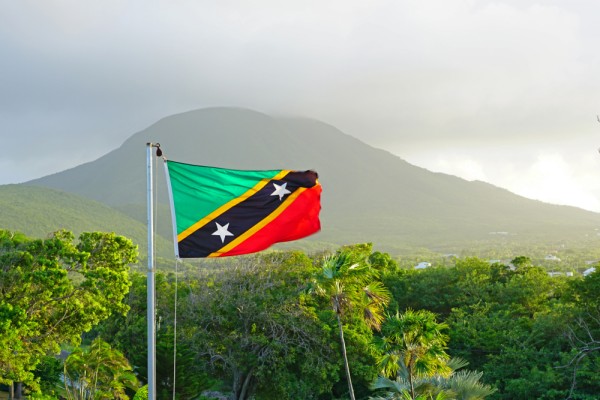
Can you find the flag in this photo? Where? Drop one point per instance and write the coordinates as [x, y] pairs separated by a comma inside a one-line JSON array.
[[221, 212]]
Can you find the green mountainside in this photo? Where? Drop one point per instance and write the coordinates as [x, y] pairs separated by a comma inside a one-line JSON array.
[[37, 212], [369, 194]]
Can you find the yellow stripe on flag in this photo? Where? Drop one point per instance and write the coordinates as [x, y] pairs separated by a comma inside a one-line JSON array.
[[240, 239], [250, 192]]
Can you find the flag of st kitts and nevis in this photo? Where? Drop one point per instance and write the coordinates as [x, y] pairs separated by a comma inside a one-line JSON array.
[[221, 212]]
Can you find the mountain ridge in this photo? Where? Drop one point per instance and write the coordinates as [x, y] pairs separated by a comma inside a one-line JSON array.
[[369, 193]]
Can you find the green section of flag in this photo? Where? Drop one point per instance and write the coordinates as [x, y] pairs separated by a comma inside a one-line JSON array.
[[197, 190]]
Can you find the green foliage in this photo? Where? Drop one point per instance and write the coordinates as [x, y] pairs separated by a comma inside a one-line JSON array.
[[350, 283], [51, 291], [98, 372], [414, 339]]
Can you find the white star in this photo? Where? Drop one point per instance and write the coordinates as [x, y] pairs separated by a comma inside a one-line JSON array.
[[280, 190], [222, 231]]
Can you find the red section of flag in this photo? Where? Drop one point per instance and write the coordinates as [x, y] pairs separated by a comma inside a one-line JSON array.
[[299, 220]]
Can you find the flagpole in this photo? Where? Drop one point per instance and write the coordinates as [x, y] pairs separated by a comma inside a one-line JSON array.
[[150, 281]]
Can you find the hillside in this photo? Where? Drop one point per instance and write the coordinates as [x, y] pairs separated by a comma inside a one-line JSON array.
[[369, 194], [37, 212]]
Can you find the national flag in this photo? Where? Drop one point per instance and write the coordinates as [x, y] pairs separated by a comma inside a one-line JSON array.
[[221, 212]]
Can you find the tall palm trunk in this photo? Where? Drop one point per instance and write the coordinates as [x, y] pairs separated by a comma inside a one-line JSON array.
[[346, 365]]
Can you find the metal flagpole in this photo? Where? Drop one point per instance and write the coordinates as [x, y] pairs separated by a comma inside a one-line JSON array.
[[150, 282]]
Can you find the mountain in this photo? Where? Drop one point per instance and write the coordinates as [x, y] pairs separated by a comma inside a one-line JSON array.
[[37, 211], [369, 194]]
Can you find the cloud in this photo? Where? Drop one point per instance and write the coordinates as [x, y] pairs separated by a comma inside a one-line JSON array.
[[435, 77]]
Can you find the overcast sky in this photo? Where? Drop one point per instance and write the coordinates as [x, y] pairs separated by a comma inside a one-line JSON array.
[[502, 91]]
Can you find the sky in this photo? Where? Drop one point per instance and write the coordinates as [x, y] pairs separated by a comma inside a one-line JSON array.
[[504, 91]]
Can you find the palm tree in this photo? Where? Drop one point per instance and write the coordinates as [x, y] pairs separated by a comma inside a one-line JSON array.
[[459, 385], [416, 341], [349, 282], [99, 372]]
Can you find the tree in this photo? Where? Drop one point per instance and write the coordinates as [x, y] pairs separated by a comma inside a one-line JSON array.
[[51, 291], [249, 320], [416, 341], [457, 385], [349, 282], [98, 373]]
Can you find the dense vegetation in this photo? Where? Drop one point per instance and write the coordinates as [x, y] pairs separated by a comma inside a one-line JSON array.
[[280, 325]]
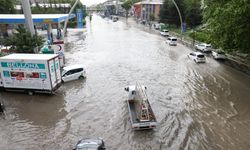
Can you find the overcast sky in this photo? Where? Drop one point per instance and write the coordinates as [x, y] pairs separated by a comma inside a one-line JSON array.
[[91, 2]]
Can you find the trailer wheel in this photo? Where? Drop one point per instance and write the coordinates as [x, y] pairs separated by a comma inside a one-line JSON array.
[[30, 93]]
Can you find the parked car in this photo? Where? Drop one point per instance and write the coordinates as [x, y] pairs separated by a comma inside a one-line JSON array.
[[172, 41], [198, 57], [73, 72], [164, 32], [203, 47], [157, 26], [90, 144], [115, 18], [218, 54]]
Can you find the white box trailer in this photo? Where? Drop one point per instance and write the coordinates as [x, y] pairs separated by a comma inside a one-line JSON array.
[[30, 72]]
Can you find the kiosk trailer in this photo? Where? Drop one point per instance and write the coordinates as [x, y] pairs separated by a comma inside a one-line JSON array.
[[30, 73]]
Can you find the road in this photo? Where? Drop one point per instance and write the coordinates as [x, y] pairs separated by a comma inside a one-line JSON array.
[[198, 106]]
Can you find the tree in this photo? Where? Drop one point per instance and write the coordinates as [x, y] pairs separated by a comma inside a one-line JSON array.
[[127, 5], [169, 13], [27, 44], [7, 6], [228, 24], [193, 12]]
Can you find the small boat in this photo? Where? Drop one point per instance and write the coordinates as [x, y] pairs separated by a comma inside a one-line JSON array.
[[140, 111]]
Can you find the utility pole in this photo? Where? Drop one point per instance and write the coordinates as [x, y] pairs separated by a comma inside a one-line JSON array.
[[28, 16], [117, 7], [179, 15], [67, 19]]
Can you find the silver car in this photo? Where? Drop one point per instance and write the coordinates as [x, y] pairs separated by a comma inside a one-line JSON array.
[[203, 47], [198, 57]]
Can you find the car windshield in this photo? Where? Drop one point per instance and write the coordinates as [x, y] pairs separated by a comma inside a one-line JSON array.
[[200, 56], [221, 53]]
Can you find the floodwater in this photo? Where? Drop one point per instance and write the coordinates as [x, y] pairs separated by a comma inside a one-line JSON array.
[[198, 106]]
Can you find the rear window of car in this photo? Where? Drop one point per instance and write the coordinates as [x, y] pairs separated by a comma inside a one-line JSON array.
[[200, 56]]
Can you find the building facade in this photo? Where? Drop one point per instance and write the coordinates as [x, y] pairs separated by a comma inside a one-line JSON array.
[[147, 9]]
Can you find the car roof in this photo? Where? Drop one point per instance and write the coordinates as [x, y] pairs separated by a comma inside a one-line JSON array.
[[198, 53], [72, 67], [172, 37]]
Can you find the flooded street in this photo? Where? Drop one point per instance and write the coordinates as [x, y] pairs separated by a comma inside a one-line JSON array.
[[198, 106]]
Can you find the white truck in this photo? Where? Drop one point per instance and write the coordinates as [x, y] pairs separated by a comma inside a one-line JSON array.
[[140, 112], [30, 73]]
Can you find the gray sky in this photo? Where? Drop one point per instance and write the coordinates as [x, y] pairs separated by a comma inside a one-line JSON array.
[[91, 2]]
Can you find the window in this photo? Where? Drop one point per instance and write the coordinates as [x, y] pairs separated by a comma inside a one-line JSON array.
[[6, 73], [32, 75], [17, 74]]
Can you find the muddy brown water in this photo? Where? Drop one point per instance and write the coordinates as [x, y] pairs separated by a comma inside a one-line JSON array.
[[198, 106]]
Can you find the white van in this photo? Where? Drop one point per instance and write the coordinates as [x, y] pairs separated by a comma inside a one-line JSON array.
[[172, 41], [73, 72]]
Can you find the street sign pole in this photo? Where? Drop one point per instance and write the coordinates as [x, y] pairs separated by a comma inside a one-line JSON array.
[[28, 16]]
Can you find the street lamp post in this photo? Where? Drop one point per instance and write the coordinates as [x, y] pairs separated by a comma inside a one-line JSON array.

## Work item
Leave out the pictures and give the rest of the records again exactly.

## Response to the task
Can you find the flag in this photo? Where? Drop one point per instance and write the coordinates as [x, y] pairs separated by a comma inside a one-line JSON array.
[[221, 212]]
Can you find the green mountainside in this photo? Where? Drop one point per instance and write the coordinates as [x, y] pairs separated by a comma inside a one-line JSON array.
[[37, 212], [369, 194]]
Can you find the yellow stripe on flag in this photo? Where? Drop one point per instance and write the coordinates as [x, y] pairs separated by a comma inside a one-line JSON array.
[[240, 239], [250, 192]]
Can you find the flag of st kitts and nevis in this photo? Where? Drop one point per instance and write the coordinates as [x, y] pairs separated by a comma inside a one-line JSON array.
[[221, 212]]
Can you find the mountain ridge in this photo? Where? Drop one point per instance and write the coordinates as [x, y] pairs separated by a comma inside a one-line JSON array.
[[369, 193]]
Can you find the green section of flag in this photo? Where? Drop one point per instance and write the coordinates as [x, y] pairs separated by a comma inside a one-line JSON array.
[[197, 190]]
Can you find the green foliage in this photo? Where? Drop one point per instance and write the coordinates as [x, y] pairs separated by a comma inside a one-line JSON array.
[[350, 283], [51, 291], [98, 372], [414, 339]]
Can you find the white star in this photo? Where? Drop one point per instance and write the coordinates as [x, y] pairs separated by a comma inside a one-line JSON array.
[[280, 190], [222, 231]]
Can you find the red section of flag in this photo? Where? Drop one point per instance and write the coordinates as [x, y] pairs separated by a comma inside a one-line JSON array.
[[299, 220]]
Can you find the flagpole in this photo? Where? Drop one point per instance and write the coordinates as [x, y] pairs separated by a comma inside a one-line JSON array.
[[150, 281]]
Can you find the hillside in this photo? Where? Drop one point per instance and write the coordinates as [x, y] pairs separated by a comma inside a one-line JSON array.
[[369, 194], [37, 212]]
Can you find the national flag in this photo? Where? Drop one point per instance and write the coordinates as [x, y] pairs separated by a comma inside a one-line JSON array.
[[221, 212]]
Can you find the tall palm trunk in this photo? Where? Drop one point per instance and write the coordinates as [x, y] pairs separated by a comma inside a one-line JSON array.
[[346, 365]]
Can you find the metal flagpole in this photo? Where? Drop one point per instance and write the coordinates as [x, y] pairs separated by a comma inside a one-line JSON array.
[[150, 282]]
Can you find the mountain in this photo? Where? Drop one point per instance and write the coordinates as [x, y] pairs separated by a comma inside a one-line JSON array.
[[37, 211], [369, 194]]
Can you find the cloud in this photo? Where? Drop one point per instance and write the coordinates as [x, y] pairs separated by a comma inside a one-line JSON array.
[[435, 77]]
Can you find the overcast sky in this photo? Where? Drop one point per instance and write the coordinates as [x, y] pairs separated by a comma inside a one-line JSON array.
[[502, 91]]
Can you find the sky in this photo? Where? Drop one point per instance and write the coordinates as [x, y] pairs separated by a comma inside a one-line JSON array.
[[504, 91]]
Can you find the palm tree in this photo? Where? Drop one point per instance and write the coordinates as [x, y] pairs separated by a comma inside a one-line JSON array.
[[459, 385], [416, 341], [349, 282], [99, 372]]
Can you find the tree in this photo? Where? Drop one point per instance and write the coordinates as [x, y] pairs separated by a comma inside a one-line JSON array.
[[51, 291], [249, 320], [416, 341], [457, 385], [349, 282], [98, 373]]
Can you find the dense vegetation in this photo? Where? Drop one point per instance and write the coordinates as [x, y] pairs separated by a comma inside a one-line JSON array.
[[280, 325]]
Can you find the overcast sky in this photo? Where? Drop one point per instance and write the coordinates as [x, y] pairs separated by a comma inside a one-line JSON array.
[[91, 2]]
Can you find the trailer wheel in this photo? Where? Drop one point per instance and write the coordinates as [x, y] pairs separated by a comma inside a one-line JSON array.
[[30, 93]]
Can you find the parked car in this photo? Where? Drop one point per instance and write the coordinates as [x, y] pairs separated by a comma inside a one-line JSON array.
[[172, 41], [198, 57], [73, 72], [164, 32], [203, 47], [157, 26], [90, 144], [115, 18], [218, 54]]
Can you find the white box trailer in this photo? Where? Drop one point per instance and write the coordinates as [x, y] pairs separated by a comma inside a one-line JSON array.
[[30, 72]]
Can you find the kiosk trailer in this photo? Where? Drop one point per instance and write the coordinates as [x, y] pairs separated by a comma inside a one-line JSON array.
[[30, 73]]
Can you find the road in this photo? Where? Drop one point per instance and write the coordinates as [x, y] pairs separated by a comma inside a one-line JSON array.
[[198, 106]]
Can you find the tree in this photo? Where? Drop one point per instance and write the coordinates as [x, y] pairs separated by a comma inside a one-line JSON array.
[[127, 5], [169, 13], [27, 44], [7, 6], [228, 24], [193, 12]]
Can you find the small boat in this photo? Where? Drop one point per instance and write the coordinates as [x, y] pairs separated by a comma inside a one-line JSON array.
[[140, 111]]
Can you find the utility pole in this photo? Where? Drop one point per instance and write the coordinates as [x, y] pairs separated by a comma inside a one-line JSON array.
[[28, 16], [117, 7], [179, 15], [67, 19]]
Can you find the silver car in this photo? Where? Drop one point per instance and write the coordinates as [x, y] pairs separated by a comma inside a one-line JSON array.
[[203, 47], [198, 57]]
Can you find the car windshield in this photo? Where? Drop one point per instance and write the coordinates as [x, y] pairs separated by a comma inside a one-line JSON array.
[[200, 56], [221, 53]]
Can you find the floodwater in this photo? Where? Drop one point per instance and write the coordinates as [x, y] pairs separated by a comma inside a one-line JSON array.
[[198, 106]]
Can you find the rear window of car in this photo? Where? Drop one point per instance and write the coordinates as [x, y] pairs separated by a comma inside a one-line JSON array.
[[200, 56]]
Can you find the building facade in this photo? Where? Drop one point per instance and write the coordinates as [x, y] pairs separated by a comma inside a one-line JSON array.
[[147, 9]]
Can you find the car roof in this photo? Where? Drop one point per instance and write the coordinates as [x, y] pairs separated by a comma inside a one-line JSON array.
[[198, 53], [72, 67], [172, 37]]
Can you find the flooded street in this photo? Where? Drop one point per instance and write the coordinates as [x, y] pairs separated by a comma inside a one-line JSON array.
[[198, 106]]
Can you find the white truck in this photo? Where? Drop one point per instance and write the coordinates as [x, y] pairs separated by a comma inside a one-line JSON array.
[[140, 112], [30, 73]]
Can you find the gray sky in this photo? Where? Drop one point per instance and write the coordinates as [x, y] pairs separated by a comma inside a one-line JSON array.
[[91, 2]]
Can you find the window in this photo? Where? Drop one point per instance and write the coordinates as [x, y] pairs separated by a comma inside a one-line JSON array.
[[6, 73], [32, 75], [17, 74]]
Can you find the muddy brown water in this photo? Where? Drop one point per instance and write the coordinates as [x, y] pairs separated by a comma inside a one-line JSON array.
[[198, 106]]
Can you find the white van in this photo? Where? Drop one point per instance and write the coordinates as [x, y] pairs separated by a comma inside a one-line JSON array.
[[172, 41], [73, 72]]
Can you find the street sign pole in this photo? Where? Drop one point per instance and write the coordinates as [x, y] pairs separated by a comma inside a one-line JSON array.
[[28, 16]]
Can you find the street lamp post in this photo? Where? Drop one point per instance and write the coordinates as [x, y] pairs separated by a comma inside a one-line JSON array.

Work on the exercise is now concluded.